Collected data
****

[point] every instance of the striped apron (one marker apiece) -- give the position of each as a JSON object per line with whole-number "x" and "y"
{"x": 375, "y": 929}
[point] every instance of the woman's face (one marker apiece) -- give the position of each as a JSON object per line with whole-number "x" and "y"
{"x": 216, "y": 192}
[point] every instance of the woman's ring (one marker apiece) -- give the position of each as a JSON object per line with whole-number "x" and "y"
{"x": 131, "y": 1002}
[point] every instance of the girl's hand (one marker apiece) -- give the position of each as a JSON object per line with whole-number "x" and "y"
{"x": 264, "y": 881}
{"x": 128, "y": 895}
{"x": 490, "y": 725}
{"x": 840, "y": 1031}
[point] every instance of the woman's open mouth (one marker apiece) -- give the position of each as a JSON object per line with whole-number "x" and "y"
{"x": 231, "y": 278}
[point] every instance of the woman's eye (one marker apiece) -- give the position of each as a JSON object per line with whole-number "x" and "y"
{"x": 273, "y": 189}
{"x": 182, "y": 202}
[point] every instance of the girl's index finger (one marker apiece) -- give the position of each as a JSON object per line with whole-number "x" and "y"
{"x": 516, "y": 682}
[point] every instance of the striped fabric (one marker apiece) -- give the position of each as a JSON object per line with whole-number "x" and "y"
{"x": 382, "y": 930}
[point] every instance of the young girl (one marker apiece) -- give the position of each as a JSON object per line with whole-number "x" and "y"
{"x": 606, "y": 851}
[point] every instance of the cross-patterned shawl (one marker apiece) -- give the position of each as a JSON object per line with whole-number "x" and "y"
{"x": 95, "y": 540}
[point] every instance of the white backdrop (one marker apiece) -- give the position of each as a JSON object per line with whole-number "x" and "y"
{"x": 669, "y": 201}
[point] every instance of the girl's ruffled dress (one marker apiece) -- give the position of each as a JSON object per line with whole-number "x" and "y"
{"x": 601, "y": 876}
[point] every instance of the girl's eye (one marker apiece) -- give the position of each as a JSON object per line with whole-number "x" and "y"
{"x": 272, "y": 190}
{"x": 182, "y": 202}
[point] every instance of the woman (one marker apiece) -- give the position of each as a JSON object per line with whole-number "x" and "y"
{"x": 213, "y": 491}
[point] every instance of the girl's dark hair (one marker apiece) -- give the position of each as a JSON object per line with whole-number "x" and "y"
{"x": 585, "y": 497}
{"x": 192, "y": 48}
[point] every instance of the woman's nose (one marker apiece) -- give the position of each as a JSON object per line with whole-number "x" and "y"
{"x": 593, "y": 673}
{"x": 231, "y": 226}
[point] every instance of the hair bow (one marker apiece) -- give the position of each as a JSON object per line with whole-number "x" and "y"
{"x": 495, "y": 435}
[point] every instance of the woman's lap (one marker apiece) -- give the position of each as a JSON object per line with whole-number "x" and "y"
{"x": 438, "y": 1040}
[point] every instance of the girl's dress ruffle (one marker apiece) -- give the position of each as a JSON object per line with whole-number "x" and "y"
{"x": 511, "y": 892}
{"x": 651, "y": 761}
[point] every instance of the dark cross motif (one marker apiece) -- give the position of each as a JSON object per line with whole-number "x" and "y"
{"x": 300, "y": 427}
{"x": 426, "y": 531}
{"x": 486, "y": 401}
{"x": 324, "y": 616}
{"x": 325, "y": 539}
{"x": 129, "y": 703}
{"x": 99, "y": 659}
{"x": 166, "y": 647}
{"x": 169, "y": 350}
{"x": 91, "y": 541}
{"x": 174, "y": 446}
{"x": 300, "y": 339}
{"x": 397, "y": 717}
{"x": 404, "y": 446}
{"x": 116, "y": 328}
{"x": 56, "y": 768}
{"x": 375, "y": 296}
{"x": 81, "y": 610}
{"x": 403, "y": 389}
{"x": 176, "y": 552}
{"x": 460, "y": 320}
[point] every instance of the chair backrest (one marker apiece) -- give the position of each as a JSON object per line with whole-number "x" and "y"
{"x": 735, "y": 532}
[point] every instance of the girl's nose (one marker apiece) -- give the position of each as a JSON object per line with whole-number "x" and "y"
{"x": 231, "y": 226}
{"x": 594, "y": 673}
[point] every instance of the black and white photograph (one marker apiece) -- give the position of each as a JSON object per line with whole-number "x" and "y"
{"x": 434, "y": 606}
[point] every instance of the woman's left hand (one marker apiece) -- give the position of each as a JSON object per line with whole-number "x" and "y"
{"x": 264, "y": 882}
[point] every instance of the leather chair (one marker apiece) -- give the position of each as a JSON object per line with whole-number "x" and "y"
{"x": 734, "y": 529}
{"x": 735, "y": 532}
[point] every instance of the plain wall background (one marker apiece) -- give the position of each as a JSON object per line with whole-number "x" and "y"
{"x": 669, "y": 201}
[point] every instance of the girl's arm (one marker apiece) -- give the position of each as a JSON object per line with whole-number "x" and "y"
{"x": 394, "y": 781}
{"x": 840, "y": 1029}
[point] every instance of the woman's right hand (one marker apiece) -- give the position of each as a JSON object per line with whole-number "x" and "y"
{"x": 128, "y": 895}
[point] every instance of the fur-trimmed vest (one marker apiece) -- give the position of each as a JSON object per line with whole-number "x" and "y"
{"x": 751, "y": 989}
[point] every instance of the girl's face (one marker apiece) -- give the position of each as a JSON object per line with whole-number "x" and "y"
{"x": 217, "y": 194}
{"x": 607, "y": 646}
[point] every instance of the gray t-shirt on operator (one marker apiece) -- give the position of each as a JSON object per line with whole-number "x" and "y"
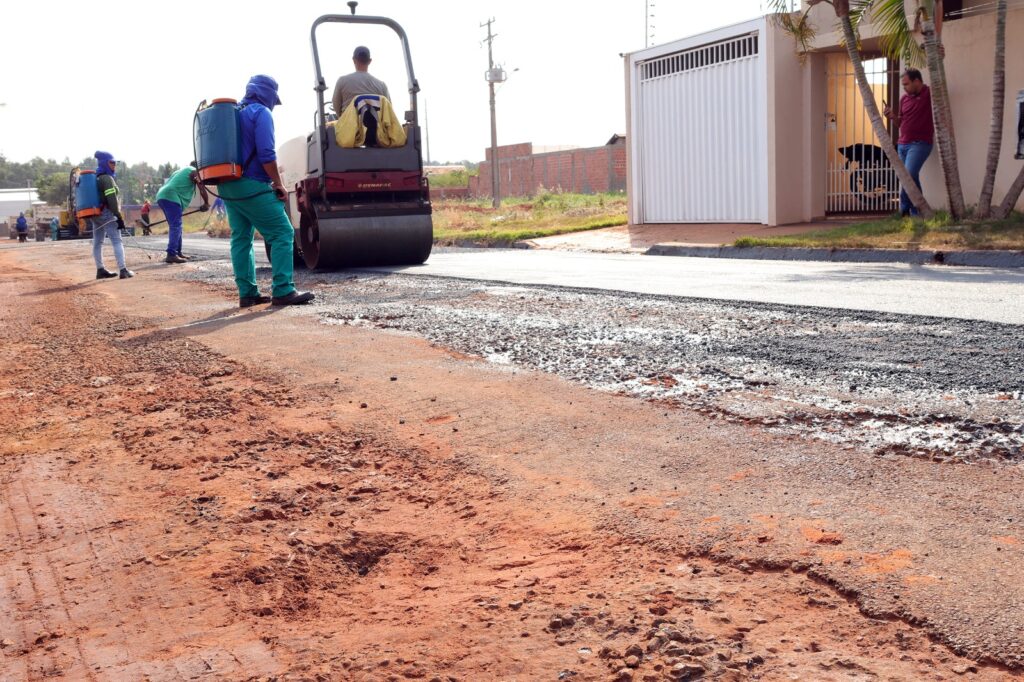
{"x": 354, "y": 84}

****

- [Work required]:
Set down every record once more, word for word, without pictures.

- [Reply]:
[point] every instance of the striped apron (one marker apiece) -- give the position of each as a JSON object per line with whole-number "x" and "y"
{"x": 375, "y": 929}
[point] every instance of the woman's face (one marker apiece) -- give the position of each as a JSON object per line with whole-number "x" and "y"
{"x": 216, "y": 192}
[point] every instance of the woman's ring (one marker apiece) -- give the position of each as a JSON object per line with whole-number "x" and "y"
{"x": 131, "y": 1002}
[point] every instance of the girl's hand (one marker apiece) -- give the position of each as a JSON object per line with whole-number "x" and "y"
{"x": 264, "y": 881}
{"x": 128, "y": 895}
{"x": 490, "y": 725}
{"x": 840, "y": 1031}
[point] every instance of the woman's open mouth (one marker apiece) -- give the position of each as a JSON object per line with whole-number "x" and "y"
{"x": 231, "y": 278}
[point] every instance of the woman's eye (one marker apiece) -- give the position of each as a JSON object per line with whole-number "x" and "y"
{"x": 273, "y": 189}
{"x": 182, "y": 202}
[point] every instance of the girl's index finger (one marker apiece) -- give the position of each as a JSON object per line with whole-number "x" and "y"
{"x": 516, "y": 682}
[point] every instance of the striped fabric (one marker apiece) -- give the position of each as a JSON object per line with whole-number "x" and "y"
{"x": 382, "y": 930}
[point] every instance of the young girl (one marker apiece) -- give the position of each as a JSON object per line with whole-number "x" and "y"
{"x": 606, "y": 851}
[point] every instance of the cross-patterned shawl (one marker apiece) -- give the position of each as a JSON object per line with whole-number "x" and "y"
{"x": 95, "y": 540}
[point] every instance of the white backdrop (one marker apiece) -- give the position of each as a JSON object per line with whole-number "x" and "y"
{"x": 669, "y": 201}
[point] every instance of the girl's ruffled dress (one marker apiece) -- give the position of each as a JSON object per line with whole-number "x" and "y"
{"x": 601, "y": 876}
[point] every instance of the girl's eye (one marker apiece) -- give the position of each as a JSON object per line with whole-number "x" and "y"
{"x": 272, "y": 190}
{"x": 182, "y": 202}
[point] every instance of the woman (one marker apiece) -- give the position of each as a JSON object per line with whole-number "x" and "y"
{"x": 213, "y": 491}
[point] every instance of the girl's dark hair (one marker apiece) -- give the position of each as a JSON object per line with whole-number "x" and "y"
{"x": 585, "y": 497}
{"x": 192, "y": 48}
[point] every instance of the woman's nose (one marker apiece) -- give the position of each as a JSON object per line with whole-number "x" and "y"
{"x": 593, "y": 673}
{"x": 231, "y": 226}
[point] every instance of the hair bow (one marker apiece) -- give the position of each as a JSON object per line with whole-number "x" and "y"
{"x": 495, "y": 435}
[point] every instance of the woman's lap (one marker apiece) -- give the position of each as a JSON object per line with whole-number "x" and "y"
{"x": 438, "y": 1040}
[point] every instance of the girl's dress ruffle (one marker apiece) -- give the position of each as a JSON object per line with whole-number "x" and "y"
{"x": 511, "y": 892}
{"x": 651, "y": 761}
[point] every instance of the dark cross motif (one marker apiece) -- give the position of each as a JSON object per line with whole-number "x" and "y"
{"x": 300, "y": 427}
{"x": 426, "y": 531}
{"x": 486, "y": 401}
{"x": 324, "y": 616}
{"x": 325, "y": 539}
{"x": 129, "y": 703}
{"x": 99, "y": 659}
{"x": 166, "y": 647}
{"x": 169, "y": 350}
{"x": 91, "y": 541}
{"x": 174, "y": 446}
{"x": 300, "y": 339}
{"x": 397, "y": 717}
{"x": 404, "y": 446}
{"x": 116, "y": 328}
{"x": 56, "y": 768}
{"x": 375, "y": 296}
{"x": 81, "y": 610}
{"x": 403, "y": 389}
{"x": 176, "y": 552}
{"x": 460, "y": 320}
[point] every instance of the chair backrest (one marker apiece) -- give the position of each as a JSON object per line with whole-number "x" and "y"
{"x": 735, "y": 532}
[point] every instance of the girl's nose (one marker apiece) -- give the position of each as a JSON object per line with whole-number "x" and "y"
{"x": 231, "y": 226}
{"x": 594, "y": 673}
[point] every instance of the black and white photograph (one marker apiece) -- give the position of each as a JSON object per line with whole-number "x" and "y"
{"x": 434, "y": 606}
[point] every instance of the woman's left hand (one marker apiece) -- give the position of each as a JSON object per line with whole-number "x" and "y"
{"x": 264, "y": 882}
[point] every instance of the leather chair (one marker apiece) -- give the position of each as a JSON object per line with whole-number "x" and "y"
{"x": 734, "y": 529}
{"x": 735, "y": 532}
[point] every instance of the plain wall background (one marker apiece) -- give the position of each as a JSON object per line with whole-number "x" and "y"
{"x": 669, "y": 201}
[point] every instance of the girl's arm (one marker apiece) -- give the position of each as a JSON object per line with whole-number "x" and "y"
{"x": 394, "y": 781}
{"x": 840, "y": 1029}
[point] every instance of the woman's right hand (one marker apiece) -- give the position of each as a JSON object per line with whole-number "x" and "y"
{"x": 128, "y": 895}
[point] every instance of the fur-trimmed vest (one marker apiece) -- give the position of each as a JSON object per line with whole-number "x" and "y"
{"x": 751, "y": 989}
[point] every instance of the girl's face (one marker apiece) -- give the position of each as a JSON object per line with whole-number "x" and "y"
{"x": 217, "y": 194}
{"x": 607, "y": 646}
[point] every instance of the gray t-shirt on operator (one marker apiece) -- give the position of each as a JSON object per line with whole-number "x" and "y"
{"x": 354, "y": 84}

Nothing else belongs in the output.